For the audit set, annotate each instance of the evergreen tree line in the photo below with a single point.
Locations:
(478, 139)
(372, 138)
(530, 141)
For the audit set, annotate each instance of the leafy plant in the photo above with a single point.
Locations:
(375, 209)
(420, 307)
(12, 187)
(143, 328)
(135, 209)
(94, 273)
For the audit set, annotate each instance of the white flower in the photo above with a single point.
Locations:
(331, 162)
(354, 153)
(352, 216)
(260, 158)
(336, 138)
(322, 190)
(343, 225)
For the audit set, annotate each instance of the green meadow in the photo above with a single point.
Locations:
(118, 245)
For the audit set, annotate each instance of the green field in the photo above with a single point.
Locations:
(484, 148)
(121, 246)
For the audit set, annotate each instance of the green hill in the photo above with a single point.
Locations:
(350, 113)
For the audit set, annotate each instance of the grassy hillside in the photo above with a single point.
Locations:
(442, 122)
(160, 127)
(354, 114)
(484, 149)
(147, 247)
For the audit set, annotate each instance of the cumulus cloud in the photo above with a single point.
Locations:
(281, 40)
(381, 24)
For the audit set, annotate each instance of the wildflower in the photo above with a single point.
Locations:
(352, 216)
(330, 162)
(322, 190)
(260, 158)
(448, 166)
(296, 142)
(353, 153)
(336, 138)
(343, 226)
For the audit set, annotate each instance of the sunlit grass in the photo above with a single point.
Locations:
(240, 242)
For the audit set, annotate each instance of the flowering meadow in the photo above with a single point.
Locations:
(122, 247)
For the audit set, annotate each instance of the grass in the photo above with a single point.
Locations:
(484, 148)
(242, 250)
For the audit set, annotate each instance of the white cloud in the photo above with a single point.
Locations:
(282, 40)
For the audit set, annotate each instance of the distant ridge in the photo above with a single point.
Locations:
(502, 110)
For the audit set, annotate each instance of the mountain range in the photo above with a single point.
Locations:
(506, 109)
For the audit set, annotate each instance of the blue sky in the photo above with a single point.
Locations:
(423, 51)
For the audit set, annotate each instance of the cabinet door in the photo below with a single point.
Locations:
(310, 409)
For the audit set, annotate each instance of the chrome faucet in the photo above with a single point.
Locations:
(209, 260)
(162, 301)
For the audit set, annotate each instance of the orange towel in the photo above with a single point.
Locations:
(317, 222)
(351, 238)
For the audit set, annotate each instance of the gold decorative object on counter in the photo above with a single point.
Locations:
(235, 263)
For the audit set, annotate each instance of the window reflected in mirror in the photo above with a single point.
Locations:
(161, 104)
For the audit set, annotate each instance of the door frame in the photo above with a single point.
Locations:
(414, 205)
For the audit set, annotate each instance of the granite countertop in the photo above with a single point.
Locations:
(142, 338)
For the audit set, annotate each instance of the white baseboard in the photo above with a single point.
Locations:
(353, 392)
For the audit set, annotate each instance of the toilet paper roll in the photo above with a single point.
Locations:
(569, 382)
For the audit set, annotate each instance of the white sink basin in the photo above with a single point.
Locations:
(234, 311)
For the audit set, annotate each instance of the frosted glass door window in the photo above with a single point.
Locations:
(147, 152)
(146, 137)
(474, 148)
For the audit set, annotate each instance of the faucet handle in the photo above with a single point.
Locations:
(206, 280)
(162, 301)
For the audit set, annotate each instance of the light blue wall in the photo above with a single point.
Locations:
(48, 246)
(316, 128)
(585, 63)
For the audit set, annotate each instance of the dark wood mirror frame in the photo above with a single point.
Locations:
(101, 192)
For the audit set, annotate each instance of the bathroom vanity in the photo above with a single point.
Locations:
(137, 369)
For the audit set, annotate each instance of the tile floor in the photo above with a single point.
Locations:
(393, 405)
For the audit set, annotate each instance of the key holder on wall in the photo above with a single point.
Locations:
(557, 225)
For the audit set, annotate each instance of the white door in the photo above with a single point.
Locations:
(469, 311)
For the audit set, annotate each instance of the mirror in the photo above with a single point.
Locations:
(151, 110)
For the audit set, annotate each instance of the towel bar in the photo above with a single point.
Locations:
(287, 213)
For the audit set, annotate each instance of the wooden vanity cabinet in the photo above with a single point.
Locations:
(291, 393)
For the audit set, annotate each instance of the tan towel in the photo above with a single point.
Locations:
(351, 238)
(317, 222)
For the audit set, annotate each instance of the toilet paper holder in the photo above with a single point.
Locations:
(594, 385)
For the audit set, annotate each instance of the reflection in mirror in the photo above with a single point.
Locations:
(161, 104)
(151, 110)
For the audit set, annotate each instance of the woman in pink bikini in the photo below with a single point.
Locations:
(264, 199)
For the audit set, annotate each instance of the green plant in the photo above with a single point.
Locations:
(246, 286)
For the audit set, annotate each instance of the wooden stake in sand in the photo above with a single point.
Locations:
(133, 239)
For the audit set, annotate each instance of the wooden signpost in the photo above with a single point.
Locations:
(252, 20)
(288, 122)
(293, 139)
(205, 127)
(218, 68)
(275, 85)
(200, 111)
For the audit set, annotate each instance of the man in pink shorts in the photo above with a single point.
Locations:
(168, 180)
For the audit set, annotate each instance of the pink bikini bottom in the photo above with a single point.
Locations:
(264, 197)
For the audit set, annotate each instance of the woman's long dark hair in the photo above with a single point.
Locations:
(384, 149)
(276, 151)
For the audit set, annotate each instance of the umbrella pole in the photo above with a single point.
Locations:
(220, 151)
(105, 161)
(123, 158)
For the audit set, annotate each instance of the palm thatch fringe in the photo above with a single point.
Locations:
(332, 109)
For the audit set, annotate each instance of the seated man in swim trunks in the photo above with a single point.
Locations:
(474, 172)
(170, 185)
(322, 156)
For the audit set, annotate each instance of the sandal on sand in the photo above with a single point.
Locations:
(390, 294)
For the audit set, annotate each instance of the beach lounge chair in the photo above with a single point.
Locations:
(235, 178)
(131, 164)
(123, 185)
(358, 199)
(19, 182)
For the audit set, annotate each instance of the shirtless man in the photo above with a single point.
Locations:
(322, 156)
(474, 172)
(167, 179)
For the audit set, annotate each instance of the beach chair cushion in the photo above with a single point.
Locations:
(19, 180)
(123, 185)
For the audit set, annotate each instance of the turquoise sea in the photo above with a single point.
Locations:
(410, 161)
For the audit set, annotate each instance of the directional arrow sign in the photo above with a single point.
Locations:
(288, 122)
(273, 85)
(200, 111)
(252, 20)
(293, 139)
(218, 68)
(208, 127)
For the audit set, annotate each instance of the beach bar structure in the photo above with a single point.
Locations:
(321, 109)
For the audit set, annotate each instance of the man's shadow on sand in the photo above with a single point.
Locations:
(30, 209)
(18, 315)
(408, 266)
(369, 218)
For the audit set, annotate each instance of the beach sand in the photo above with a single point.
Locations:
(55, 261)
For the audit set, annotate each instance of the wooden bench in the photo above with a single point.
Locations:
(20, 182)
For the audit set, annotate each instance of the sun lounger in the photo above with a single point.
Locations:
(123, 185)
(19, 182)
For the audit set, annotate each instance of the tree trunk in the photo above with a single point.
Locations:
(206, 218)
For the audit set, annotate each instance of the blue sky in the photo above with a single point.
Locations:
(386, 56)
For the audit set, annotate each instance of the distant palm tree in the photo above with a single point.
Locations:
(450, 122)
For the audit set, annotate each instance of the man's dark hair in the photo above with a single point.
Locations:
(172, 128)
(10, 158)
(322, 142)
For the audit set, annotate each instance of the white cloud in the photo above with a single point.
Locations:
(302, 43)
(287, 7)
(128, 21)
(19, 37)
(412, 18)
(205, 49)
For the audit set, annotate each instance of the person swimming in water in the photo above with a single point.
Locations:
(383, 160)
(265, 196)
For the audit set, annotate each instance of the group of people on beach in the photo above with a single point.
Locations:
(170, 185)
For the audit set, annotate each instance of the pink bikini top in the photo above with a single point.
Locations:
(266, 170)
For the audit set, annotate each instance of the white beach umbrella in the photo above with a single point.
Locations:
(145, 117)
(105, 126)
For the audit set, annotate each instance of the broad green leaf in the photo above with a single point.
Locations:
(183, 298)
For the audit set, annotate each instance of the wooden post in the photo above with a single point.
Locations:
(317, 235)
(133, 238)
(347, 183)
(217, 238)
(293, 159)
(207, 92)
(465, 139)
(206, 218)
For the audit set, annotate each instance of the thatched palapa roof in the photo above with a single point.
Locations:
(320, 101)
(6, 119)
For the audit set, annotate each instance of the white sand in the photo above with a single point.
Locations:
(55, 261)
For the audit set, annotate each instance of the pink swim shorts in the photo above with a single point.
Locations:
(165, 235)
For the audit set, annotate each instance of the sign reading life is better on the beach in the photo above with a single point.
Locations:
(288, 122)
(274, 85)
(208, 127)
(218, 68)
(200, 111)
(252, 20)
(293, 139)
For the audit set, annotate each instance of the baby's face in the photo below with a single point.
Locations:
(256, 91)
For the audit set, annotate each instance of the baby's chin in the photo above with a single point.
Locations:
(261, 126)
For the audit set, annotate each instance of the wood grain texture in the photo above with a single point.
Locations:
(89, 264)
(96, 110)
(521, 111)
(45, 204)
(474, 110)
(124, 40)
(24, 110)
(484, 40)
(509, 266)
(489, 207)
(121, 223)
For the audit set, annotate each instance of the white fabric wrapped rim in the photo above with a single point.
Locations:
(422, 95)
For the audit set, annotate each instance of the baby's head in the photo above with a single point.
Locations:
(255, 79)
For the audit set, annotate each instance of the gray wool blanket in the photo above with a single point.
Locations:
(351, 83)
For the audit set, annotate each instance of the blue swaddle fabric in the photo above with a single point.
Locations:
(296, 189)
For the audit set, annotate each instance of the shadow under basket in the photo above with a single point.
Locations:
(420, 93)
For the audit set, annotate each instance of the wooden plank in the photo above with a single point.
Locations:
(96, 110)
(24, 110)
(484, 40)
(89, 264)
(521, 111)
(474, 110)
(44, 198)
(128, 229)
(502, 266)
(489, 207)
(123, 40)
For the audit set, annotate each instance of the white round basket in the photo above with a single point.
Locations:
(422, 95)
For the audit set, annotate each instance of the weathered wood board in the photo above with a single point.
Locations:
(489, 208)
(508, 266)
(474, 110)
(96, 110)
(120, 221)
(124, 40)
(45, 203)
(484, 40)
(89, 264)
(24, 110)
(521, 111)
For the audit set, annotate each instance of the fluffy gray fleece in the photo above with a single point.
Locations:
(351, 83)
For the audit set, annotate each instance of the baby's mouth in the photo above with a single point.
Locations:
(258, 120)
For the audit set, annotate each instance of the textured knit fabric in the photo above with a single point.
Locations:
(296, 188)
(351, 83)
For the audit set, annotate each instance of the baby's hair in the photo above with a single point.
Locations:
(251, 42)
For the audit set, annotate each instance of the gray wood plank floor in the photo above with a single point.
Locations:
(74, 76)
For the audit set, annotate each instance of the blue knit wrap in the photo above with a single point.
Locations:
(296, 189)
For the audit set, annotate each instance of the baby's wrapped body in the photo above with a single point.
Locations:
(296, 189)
===============
• [EXERCISE]
Look for the word "umbrella". Copy out every line of the data that has it.

• [EXERCISE ANSWER]
For the audit set, annotate each instance of the umbrella pole in the photo above with a single point.
For the audit set, annotate each instance of the white beach umbrella in the photo above with a single point.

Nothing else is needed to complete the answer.